= Task statement =
From the data below, please reproduce exactly everything from the line that contains "Spot the concrete" down to the line that contains "Spot the metal", with both ends included.
[Source data Boundary: Start]
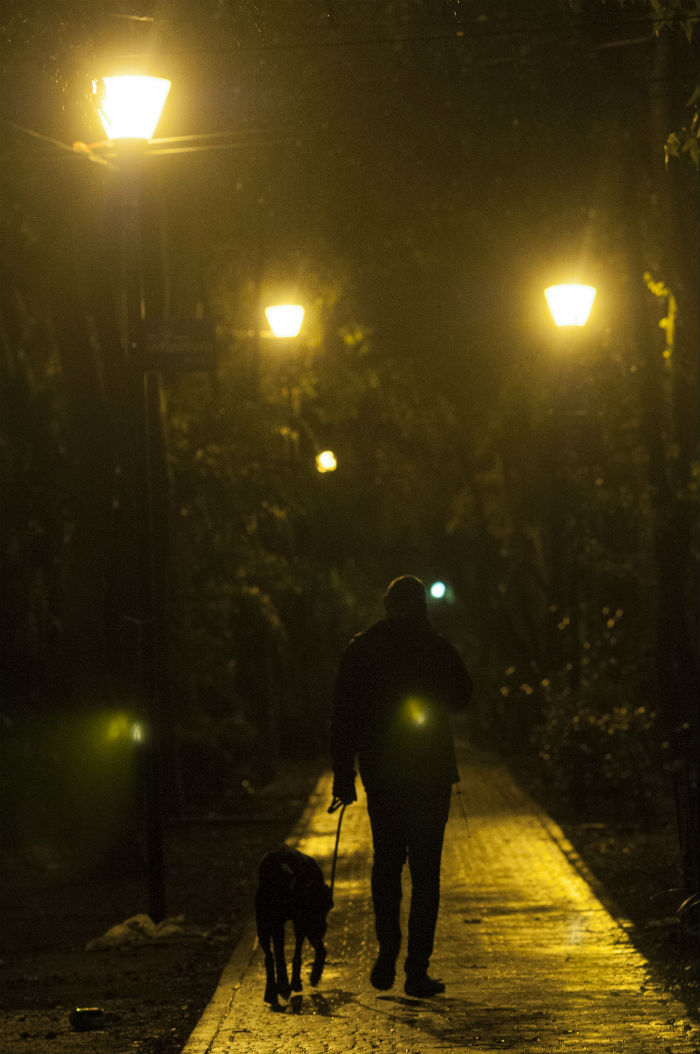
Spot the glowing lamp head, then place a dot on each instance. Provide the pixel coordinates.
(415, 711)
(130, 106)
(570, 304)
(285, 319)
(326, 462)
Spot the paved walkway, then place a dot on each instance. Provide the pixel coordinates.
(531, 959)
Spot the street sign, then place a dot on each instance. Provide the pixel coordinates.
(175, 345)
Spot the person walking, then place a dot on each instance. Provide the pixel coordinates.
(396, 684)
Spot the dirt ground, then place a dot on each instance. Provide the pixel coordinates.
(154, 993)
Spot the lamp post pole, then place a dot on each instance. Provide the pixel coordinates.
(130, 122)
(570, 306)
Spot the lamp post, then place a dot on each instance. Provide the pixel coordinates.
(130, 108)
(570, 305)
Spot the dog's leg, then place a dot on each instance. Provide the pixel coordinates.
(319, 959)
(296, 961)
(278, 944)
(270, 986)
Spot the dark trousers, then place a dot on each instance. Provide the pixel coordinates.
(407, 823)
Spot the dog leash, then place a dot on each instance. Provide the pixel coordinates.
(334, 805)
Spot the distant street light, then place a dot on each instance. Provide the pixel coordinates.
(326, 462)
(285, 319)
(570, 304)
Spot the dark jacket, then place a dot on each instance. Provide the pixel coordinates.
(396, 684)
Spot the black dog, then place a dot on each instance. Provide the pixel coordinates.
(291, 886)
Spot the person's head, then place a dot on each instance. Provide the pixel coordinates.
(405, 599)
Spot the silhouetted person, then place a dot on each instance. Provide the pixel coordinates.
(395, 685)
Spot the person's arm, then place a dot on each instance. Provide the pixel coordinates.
[Source data Boundary: End]
[Source data Boundary: Start]
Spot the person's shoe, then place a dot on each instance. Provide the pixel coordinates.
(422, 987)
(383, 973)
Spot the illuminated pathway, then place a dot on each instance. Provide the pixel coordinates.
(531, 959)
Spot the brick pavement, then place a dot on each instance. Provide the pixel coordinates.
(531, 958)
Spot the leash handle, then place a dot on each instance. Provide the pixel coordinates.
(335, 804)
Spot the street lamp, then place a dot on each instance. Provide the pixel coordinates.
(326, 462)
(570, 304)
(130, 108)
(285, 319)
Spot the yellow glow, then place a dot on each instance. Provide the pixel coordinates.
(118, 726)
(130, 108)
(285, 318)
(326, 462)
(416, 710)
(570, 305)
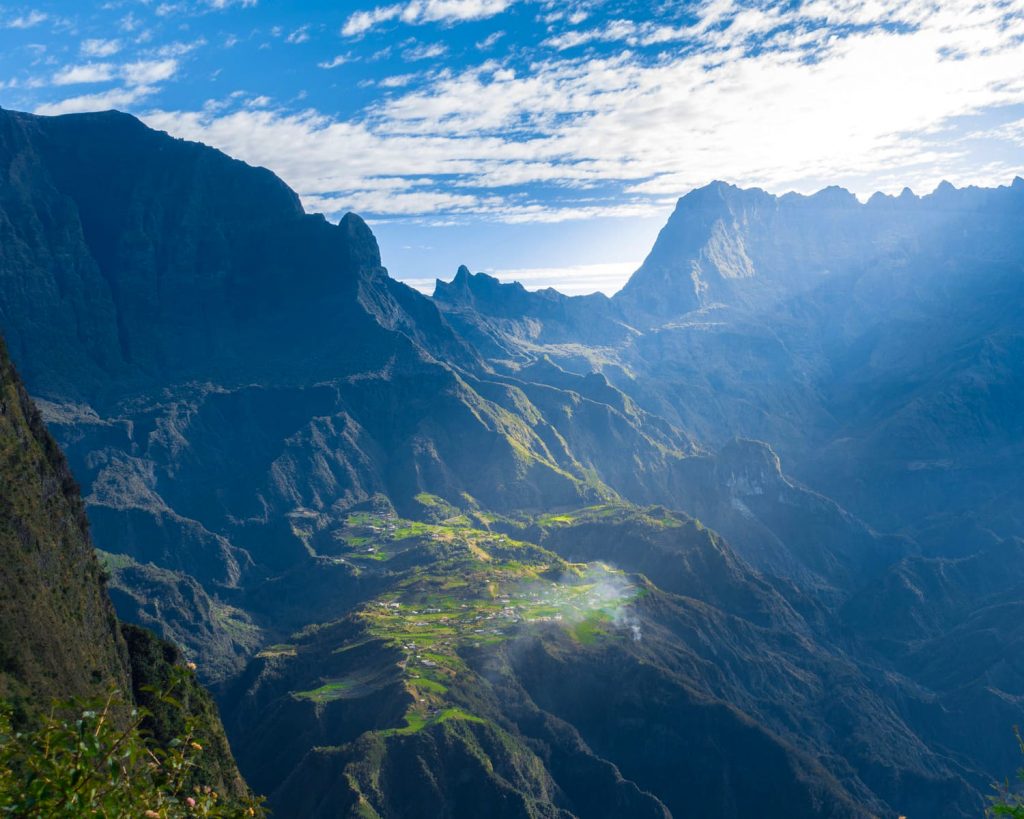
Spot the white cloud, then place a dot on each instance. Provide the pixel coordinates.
[Source data Boundary: End]
[Source data Boundary: Start]
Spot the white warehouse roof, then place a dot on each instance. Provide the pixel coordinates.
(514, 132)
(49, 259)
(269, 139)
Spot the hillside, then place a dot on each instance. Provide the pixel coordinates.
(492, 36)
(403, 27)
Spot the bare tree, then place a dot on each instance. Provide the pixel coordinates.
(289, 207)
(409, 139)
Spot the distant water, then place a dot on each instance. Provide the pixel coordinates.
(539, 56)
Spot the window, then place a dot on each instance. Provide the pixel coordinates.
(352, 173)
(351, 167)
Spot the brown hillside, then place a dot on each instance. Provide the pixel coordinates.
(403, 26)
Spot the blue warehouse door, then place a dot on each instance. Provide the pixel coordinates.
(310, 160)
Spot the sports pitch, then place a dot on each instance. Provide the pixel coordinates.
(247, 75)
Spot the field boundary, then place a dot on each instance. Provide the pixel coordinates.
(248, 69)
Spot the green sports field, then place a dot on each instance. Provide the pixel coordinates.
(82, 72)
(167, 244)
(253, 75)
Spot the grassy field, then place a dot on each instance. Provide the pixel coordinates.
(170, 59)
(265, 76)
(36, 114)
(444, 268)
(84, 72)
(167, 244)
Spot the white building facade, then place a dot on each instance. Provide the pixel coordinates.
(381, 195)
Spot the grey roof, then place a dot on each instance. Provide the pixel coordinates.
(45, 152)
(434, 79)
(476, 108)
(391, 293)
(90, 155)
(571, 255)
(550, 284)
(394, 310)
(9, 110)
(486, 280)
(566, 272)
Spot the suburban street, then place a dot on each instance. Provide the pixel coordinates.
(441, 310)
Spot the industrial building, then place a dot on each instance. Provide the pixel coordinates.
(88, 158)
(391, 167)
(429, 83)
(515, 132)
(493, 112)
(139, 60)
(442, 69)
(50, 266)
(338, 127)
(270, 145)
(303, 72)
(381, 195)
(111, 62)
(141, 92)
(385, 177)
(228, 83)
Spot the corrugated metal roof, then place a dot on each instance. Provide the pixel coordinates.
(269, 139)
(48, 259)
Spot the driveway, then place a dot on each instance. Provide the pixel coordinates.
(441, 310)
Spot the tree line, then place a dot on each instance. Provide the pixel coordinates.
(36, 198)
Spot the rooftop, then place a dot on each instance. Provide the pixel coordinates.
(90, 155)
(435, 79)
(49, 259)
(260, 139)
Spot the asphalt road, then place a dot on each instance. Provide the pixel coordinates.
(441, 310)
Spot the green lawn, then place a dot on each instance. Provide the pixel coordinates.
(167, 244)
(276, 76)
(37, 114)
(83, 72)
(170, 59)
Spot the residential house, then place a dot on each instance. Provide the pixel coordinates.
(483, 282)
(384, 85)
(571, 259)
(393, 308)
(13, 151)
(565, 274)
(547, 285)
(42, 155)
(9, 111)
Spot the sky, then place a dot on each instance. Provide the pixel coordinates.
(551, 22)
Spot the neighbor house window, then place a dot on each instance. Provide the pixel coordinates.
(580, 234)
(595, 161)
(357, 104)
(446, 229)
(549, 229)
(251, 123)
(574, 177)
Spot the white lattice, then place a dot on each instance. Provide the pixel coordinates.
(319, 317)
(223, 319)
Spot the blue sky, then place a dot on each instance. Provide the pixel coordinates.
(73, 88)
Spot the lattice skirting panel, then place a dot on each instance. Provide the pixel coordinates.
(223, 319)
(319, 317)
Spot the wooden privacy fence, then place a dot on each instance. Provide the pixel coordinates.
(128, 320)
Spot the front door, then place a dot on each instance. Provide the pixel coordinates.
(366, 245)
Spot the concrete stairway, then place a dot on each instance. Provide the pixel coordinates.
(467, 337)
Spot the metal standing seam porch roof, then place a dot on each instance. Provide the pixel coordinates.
[Source data Boundary: End]
= Solution to this exercise =
Spot the concrete stairway, then place a dot on each instance. Provide the pixel coordinates.
(467, 337)
Spot the metal standing seam porch roof, then place a dot on each instance. Provide the pixel coordinates.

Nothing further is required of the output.